Exercise:
Copy out the data so that nothing differs from the original.

Dataset entries
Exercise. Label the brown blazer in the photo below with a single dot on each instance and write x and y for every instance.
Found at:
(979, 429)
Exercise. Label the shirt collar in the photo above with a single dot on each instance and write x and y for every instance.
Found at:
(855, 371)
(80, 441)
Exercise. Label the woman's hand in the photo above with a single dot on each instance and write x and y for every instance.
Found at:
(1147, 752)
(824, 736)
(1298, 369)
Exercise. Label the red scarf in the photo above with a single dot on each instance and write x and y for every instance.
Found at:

Output of the exercise:
Exercise. Label the brown blazer in the photo below with a single dot on each instance and write x and y for every instance.
Found at:
(979, 429)
Exercise. Label the shirt collar in the photo above with a single dot on each instance and write x and y for every instance.
Found at:
(855, 371)
(80, 441)
Exercise. Label the woman's hand in the photo above with a single dot on each instance and write x and y for every instance.
Found at:
(1147, 752)
(824, 736)
(1298, 369)
Exercise. Label the red scarf in the photo above with a single dot on each instance and write x and y for every instance.
Found at:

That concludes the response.